== Work required ==
Update the stretch from the line containing "Run through the image above and flag every sea you" through the line containing "[0, 163, 360, 576]" by changing "Expected output" to "Required output", and give back only those lines with nothing else altered.

== Coordinate annotation entries ==
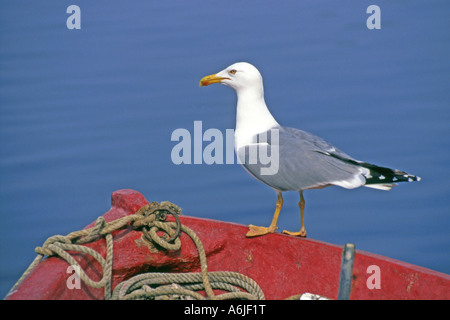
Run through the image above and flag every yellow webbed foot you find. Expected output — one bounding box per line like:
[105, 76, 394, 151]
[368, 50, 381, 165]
[283, 229, 306, 238]
[245, 224, 278, 238]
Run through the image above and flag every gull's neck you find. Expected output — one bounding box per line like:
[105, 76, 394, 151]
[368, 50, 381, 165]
[235, 85, 279, 145]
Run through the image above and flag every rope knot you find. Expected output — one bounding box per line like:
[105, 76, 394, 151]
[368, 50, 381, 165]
[133, 201, 181, 251]
[34, 235, 72, 256]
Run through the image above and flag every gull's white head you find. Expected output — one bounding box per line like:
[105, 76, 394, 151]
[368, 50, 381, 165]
[200, 62, 263, 93]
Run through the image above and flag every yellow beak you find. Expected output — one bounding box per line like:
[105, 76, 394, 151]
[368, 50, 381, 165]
[200, 73, 229, 87]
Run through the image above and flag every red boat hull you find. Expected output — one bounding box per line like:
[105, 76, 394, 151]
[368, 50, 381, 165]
[7, 190, 450, 300]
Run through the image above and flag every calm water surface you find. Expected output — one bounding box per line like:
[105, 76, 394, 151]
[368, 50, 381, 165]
[0, 0, 450, 296]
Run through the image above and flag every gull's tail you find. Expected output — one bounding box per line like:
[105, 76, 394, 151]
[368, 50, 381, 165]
[329, 153, 421, 190]
[357, 161, 420, 190]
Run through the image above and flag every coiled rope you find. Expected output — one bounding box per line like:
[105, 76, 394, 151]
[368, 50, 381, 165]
[8, 201, 264, 300]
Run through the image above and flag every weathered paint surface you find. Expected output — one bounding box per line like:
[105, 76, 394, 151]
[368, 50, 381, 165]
[7, 190, 450, 299]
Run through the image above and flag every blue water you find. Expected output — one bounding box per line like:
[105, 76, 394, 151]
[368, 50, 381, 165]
[0, 0, 450, 296]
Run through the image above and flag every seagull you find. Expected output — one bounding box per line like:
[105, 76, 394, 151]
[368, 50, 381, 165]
[200, 62, 420, 237]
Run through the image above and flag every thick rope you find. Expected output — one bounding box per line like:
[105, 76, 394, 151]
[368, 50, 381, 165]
[111, 222, 264, 300]
[8, 202, 264, 300]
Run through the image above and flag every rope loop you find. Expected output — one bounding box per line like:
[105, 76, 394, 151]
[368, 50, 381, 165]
[8, 201, 272, 300]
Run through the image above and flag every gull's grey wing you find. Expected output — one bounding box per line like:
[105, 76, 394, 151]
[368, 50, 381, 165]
[239, 127, 365, 191]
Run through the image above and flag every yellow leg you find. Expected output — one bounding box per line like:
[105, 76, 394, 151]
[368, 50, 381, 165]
[245, 192, 283, 237]
[283, 191, 306, 237]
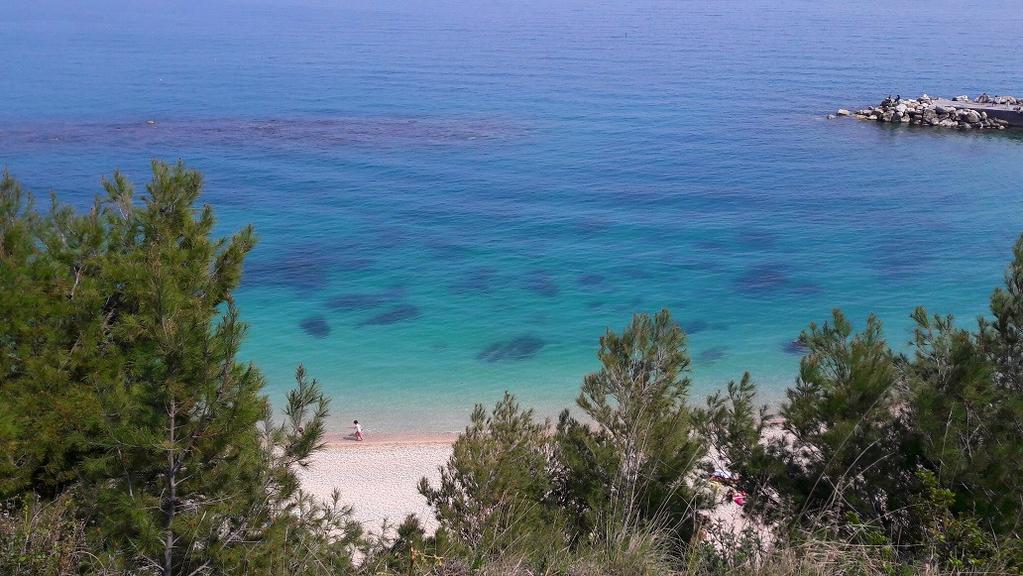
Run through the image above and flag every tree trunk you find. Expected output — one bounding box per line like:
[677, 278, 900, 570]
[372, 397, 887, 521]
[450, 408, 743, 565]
[161, 399, 178, 576]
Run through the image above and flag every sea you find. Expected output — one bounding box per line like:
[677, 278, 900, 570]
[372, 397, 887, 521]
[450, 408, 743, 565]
[0, 0, 1023, 436]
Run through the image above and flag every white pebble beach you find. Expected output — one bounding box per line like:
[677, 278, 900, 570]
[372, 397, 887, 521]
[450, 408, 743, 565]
[299, 435, 456, 533]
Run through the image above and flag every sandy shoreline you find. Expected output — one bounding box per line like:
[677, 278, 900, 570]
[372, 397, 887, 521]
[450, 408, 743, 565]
[299, 434, 458, 533]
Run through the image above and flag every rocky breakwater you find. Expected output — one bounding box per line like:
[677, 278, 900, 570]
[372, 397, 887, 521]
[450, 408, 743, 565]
[829, 94, 1023, 130]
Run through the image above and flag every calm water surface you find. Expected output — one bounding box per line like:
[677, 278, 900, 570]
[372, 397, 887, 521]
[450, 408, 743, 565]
[0, 0, 1023, 433]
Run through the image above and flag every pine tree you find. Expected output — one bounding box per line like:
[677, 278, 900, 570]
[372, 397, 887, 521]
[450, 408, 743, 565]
[557, 310, 704, 539]
[0, 163, 360, 576]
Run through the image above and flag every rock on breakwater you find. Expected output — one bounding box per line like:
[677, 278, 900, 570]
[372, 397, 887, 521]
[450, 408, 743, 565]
[829, 93, 1023, 130]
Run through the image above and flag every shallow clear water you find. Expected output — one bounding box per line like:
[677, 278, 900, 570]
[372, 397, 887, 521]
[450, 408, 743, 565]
[0, 0, 1023, 433]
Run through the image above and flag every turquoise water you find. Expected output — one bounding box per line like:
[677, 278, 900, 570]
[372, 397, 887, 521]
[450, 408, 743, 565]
[0, 0, 1023, 433]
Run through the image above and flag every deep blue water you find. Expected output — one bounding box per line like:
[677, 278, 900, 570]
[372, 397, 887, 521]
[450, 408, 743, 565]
[0, 0, 1023, 433]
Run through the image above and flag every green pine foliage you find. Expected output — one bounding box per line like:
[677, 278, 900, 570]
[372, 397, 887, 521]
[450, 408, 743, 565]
[555, 310, 705, 540]
[6, 158, 1023, 576]
[0, 163, 358, 576]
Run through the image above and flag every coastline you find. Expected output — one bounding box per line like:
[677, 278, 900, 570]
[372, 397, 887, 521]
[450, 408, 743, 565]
[299, 433, 458, 534]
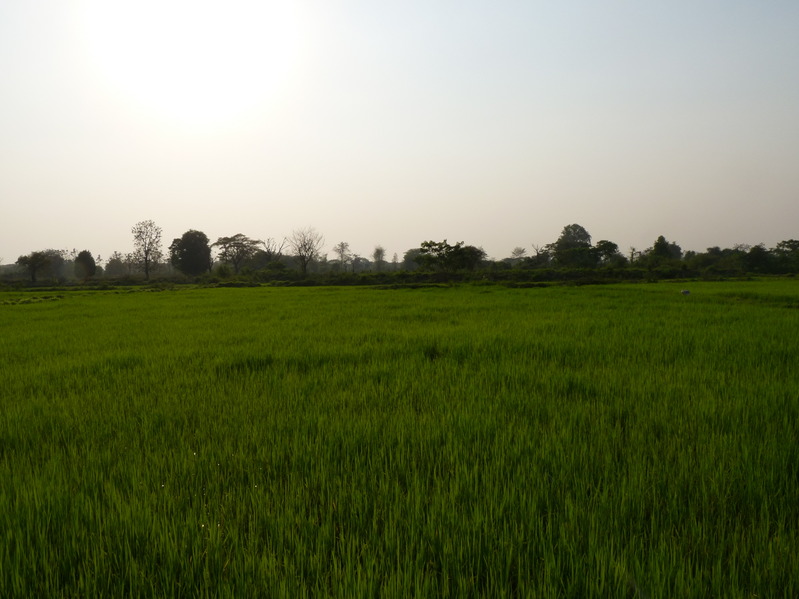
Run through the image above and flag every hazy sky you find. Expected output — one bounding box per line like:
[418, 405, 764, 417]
[0, 0, 799, 264]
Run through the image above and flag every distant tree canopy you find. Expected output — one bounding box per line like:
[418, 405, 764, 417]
[75, 250, 97, 280]
[288, 227, 325, 276]
[211, 233, 263, 274]
[17, 252, 51, 283]
[6, 220, 799, 284]
[169, 229, 211, 276]
[131, 220, 163, 279]
[548, 224, 599, 268]
[415, 239, 485, 272]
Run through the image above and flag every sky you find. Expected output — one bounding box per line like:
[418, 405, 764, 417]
[0, 0, 799, 264]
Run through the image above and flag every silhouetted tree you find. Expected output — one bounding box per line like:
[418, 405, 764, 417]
[17, 252, 50, 283]
[549, 224, 599, 268]
[105, 252, 127, 277]
[288, 227, 325, 276]
[333, 241, 352, 271]
[416, 239, 485, 272]
[169, 229, 211, 276]
[130, 220, 163, 280]
[211, 233, 263, 274]
[372, 245, 386, 270]
[75, 250, 97, 280]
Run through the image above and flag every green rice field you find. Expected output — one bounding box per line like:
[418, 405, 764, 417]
[0, 279, 799, 599]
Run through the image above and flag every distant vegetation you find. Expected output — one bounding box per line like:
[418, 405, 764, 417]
[0, 284, 799, 599]
[0, 221, 799, 285]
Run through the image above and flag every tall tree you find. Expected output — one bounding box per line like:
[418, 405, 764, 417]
[550, 223, 598, 268]
[646, 235, 684, 267]
[17, 252, 50, 283]
[75, 250, 97, 280]
[130, 220, 163, 280]
[288, 227, 325, 276]
[333, 241, 352, 271]
[105, 252, 126, 277]
[169, 229, 211, 276]
[211, 233, 263, 274]
[372, 245, 386, 271]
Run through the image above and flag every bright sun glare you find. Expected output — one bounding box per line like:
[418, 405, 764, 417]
[81, 0, 300, 127]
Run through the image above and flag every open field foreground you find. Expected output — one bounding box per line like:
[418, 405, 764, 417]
[0, 280, 799, 599]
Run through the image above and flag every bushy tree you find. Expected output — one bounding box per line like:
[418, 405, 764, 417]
[645, 235, 682, 266]
[288, 227, 325, 276]
[75, 250, 97, 280]
[105, 252, 127, 277]
[372, 245, 386, 270]
[130, 220, 163, 280]
[17, 252, 50, 283]
[548, 224, 599, 268]
[333, 241, 352, 271]
[169, 229, 211, 276]
[416, 239, 485, 272]
[212, 233, 263, 274]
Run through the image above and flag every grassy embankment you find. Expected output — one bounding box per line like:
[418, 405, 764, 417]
[0, 281, 799, 599]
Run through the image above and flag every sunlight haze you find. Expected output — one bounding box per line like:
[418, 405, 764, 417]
[0, 0, 799, 264]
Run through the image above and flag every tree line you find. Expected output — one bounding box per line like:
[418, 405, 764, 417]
[3, 220, 799, 284]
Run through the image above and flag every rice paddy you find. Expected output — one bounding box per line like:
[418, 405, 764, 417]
[0, 279, 799, 599]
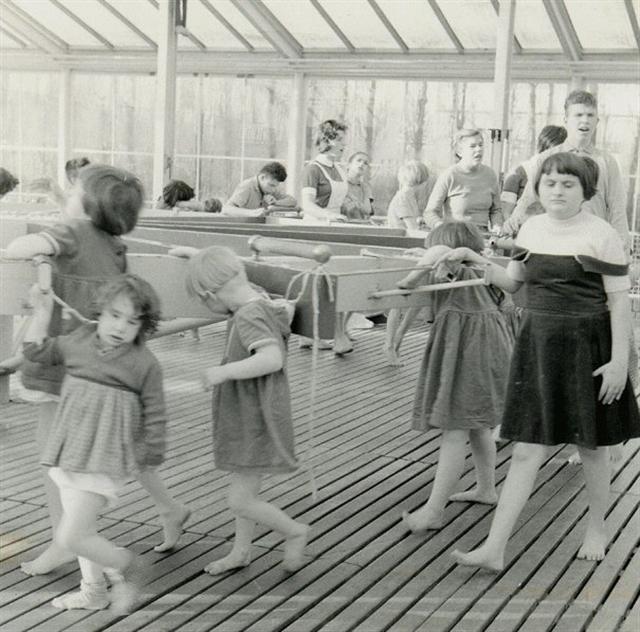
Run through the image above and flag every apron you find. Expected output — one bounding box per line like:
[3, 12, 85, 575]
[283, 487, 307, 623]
[302, 160, 349, 224]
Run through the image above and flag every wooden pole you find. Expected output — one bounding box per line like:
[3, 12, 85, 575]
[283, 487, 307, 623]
[153, 0, 177, 206]
[491, 0, 516, 176]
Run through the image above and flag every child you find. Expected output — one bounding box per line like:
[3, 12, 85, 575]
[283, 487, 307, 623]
[5, 165, 189, 575]
[387, 160, 429, 230]
[24, 275, 166, 614]
[444, 153, 640, 571]
[399, 221, 513, 531]
[180, 246, 309, 575]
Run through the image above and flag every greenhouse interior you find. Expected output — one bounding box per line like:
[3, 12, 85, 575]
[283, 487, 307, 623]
[0, 0, 640, 632]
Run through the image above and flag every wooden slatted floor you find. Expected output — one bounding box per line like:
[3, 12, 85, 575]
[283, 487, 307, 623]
[0, 325, 640, 632]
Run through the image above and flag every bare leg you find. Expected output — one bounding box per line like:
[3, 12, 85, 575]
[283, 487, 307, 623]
[205, 474, 309, 574]
[20, 402, 76, 575]
[453, 443, 546, 571]
[451, 428, 498, 505]
[402, 430, 469, 531]
[137, 469, 191, 553]
[578, 446, 609, 560]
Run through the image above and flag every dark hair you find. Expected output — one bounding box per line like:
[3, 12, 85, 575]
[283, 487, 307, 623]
[64, 156, 91, 184]
[0, 167, 20, 196]
[538, 125, 567, 153]
[203, 198, 222, 213]
[425, 221, 484, 252]
[534, 152, 599, 200]
[315, 119, 347, 154]
[78, 165, 144, 235]
[564, 90, 598, 114]
[162, 180, 195, 208]
[258, 162, 287, 182]
[94, 274, 160, 344]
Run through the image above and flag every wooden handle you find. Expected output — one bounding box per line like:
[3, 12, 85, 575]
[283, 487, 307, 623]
[249, 235, 331, 263]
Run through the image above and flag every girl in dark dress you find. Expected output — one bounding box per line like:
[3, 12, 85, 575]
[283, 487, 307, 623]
[432, 153, 640, 571]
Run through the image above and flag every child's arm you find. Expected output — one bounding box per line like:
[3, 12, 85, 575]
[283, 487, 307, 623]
[140, 362, 167, 468]
[434, 248, 522, 294]
[203, 342, 284, 390]
[4, 233, 56, 259]
[593, 290, 631, 404]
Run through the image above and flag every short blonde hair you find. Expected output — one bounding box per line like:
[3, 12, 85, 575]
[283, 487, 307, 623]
[398, 160, 429, 187]
[185, 246, 244, 297]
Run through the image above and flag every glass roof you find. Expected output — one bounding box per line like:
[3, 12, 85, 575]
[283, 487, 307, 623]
[0, 0, 640, 58]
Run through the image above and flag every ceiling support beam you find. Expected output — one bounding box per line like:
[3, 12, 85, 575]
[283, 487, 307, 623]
[624, 0, 640, 48]
[543, 0, 583, 61]
[231, 0, 302, 59]
[429, 0, 464, 53]
[153, 2, 177, 200]
[0, 0, 69, 55]
[491, 0, 516, 176]
[287, 72, 307, 200]
[369, 0, 409, 53]
[311, 0, 356, 53]
[49, 0, 115, 50]
[200, 0, 255, 52]
[98, 0, 158, 50]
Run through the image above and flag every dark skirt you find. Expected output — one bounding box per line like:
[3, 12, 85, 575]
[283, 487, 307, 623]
[501, 310, 640, 449]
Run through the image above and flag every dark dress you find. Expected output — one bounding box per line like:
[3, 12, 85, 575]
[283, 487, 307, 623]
[501, 253, 640, 449]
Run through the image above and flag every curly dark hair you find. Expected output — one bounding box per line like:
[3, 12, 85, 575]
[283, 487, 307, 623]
[93, 274, 160, 344]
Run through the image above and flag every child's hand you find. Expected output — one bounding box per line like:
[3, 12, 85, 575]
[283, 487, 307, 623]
[202, 364, 229, 391]
[593, 362, 627, 404]
[167, 246, 198, 259]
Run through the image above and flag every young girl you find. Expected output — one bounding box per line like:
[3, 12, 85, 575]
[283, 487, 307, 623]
[180, 246, 309, 575]
[387, 160, 429, 230]
[444, 153, 640, 571]
[399, 222, 513, 531]
[5, 165, 189, 575]
[24, 275, 166, 614]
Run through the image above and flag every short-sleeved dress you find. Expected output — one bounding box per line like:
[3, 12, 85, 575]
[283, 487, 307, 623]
[213, 298, 298, 474]
[24, 324, 166, 480]
[412, 268, 514, 431]
[22, 219, 127, 395]
[501, 211, 640, 449]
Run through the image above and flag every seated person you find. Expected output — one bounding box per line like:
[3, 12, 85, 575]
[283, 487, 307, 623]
[222, 162, 298, 217]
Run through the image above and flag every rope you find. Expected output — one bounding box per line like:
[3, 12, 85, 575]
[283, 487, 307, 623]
[284, 264, 334, 502]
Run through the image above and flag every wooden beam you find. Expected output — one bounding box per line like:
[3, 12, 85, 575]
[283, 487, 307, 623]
[200, 0, 255, 52]
[49, 0, 115, 50]
[97, 0, 158, 50]
[287, 72, 307, 203]
[624, 0, 640, 48]
[0, 0, 69, 55]
[369, 0, 409, 53]
[491, 0, 522, 55]
[429, 0, 464, 53]
[491, 0, 516, 176]
[231, 0, 302, 59]
[153, 2, 177, 200]
[311, 0, 356, 53]
[543, 0, 583, 61]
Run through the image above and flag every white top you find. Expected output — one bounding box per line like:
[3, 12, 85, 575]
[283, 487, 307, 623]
[507, 211, 631, 292]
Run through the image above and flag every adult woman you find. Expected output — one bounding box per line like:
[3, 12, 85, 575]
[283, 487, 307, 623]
[424, 129, 503, 230]
[340, 151, 373, 221]
[302, 119, 348, 224]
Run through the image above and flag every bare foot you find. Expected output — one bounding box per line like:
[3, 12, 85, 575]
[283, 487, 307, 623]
[204, 550, 251, 575]
[402, 509, 443, 533]
[383, 345, 404, 366]
[449, 487, 498, 505]
[451, 546, 504, 573]
[20, 544, 76, 575]
[282, 524, 311, 573]
[153, 507, 191, 553]
[577, 526, 607, 562]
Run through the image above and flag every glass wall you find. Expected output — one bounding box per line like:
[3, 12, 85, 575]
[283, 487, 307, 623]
[0, 72, 640, 228]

== Solution for this task ==
Run through the image above and flag every sea you find. Required output — one bounding box per line like:
[677, 278, 900, 570]
[372, 397, 887, 521]
[450, 408, 743, 565]
[0, 0, 1023, 436]
Run through the image above and flag every white pebble beach you find. Required output — one bounding box per line like:
[677, 278, 900, 570]
[372, 397, 887, 521]
[450, 408, 743, 565]
[299, 435, 456, 533]
Run through the image above and flag every sandy shoreline you find. Required output — one bounding box per line like:
[677, 278, 900, 570]
[372, 397, 887, 521]
[450, 408, 743, 565]
[299, 434, 458, 533]
Run through the image above and flag every rocky breakwater you find. Required output — one bounding box per line like:
[677, 278, 900, 570]
[372, 397, 887, 521]
[450, 408, 743, 565]
[829, 94, 1023, 130]
Run through the image above and flag every calm water surface you find. Required output — one bounding box per line like:
[677, 278, 900, 570]
[372, 397, 887, 521]
[450, 408, 743, 565]
[0, 0, 1023, 433]
Run through the image above and flag every pine tree you find. Required output — one bounding box per line like:
[677, 278, 900, 570]
[372, 397, 887, 521]
[450, 408, 743, 565]
[557, 310, 704, 539]
[0, 163, 360, 576]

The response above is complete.